[Work to be completed]: Your answer must be the data repeated exactly, with no pictures in it.

[Data for review]:
'''

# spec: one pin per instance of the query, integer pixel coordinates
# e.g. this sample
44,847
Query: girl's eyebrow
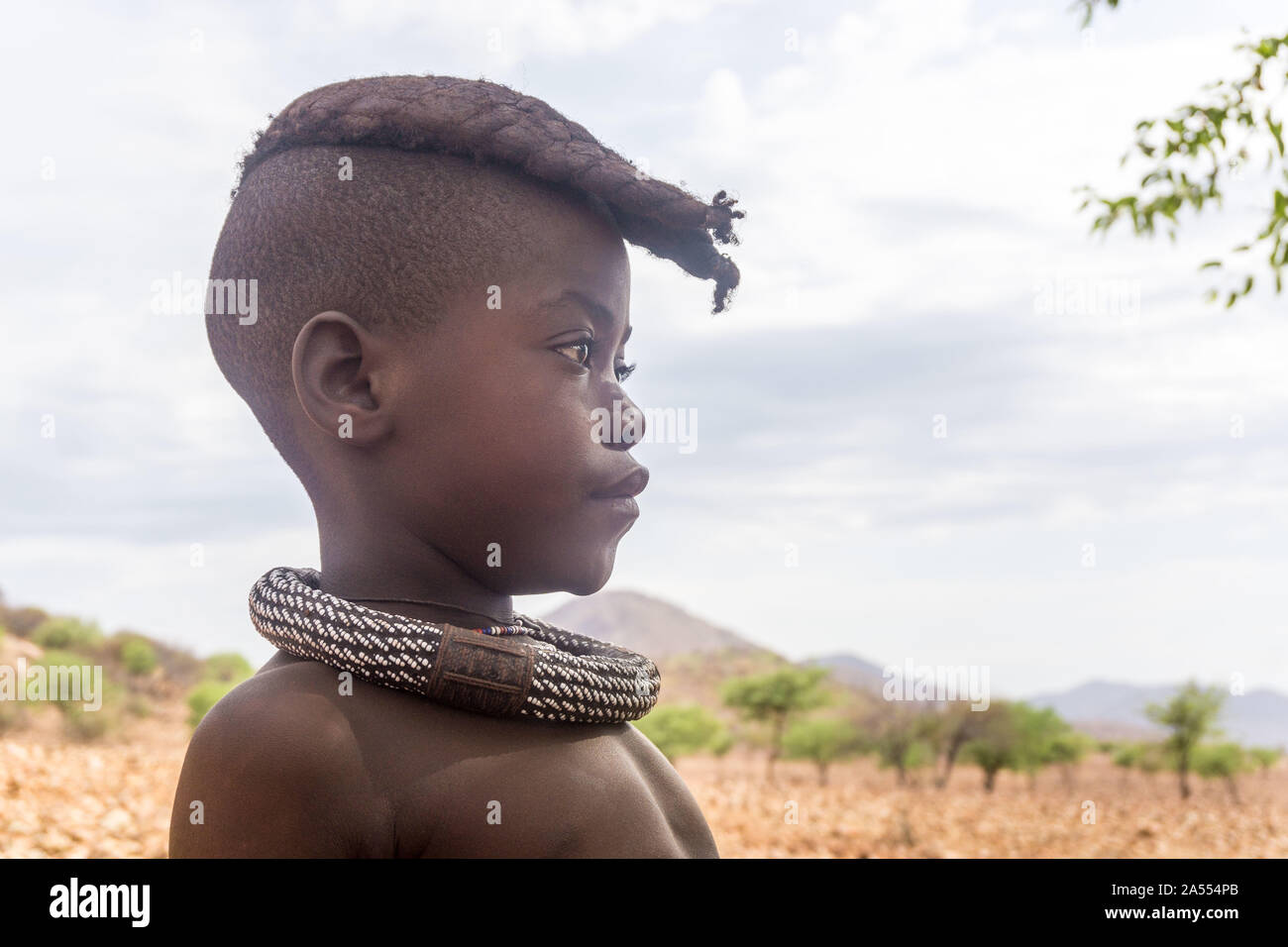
597,311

'''

[Answer space]:
# spec: one pin per instance of the query, integer pixel coordinates
# e.g. this sample
44,847
Query: girl's eyebrow
597,311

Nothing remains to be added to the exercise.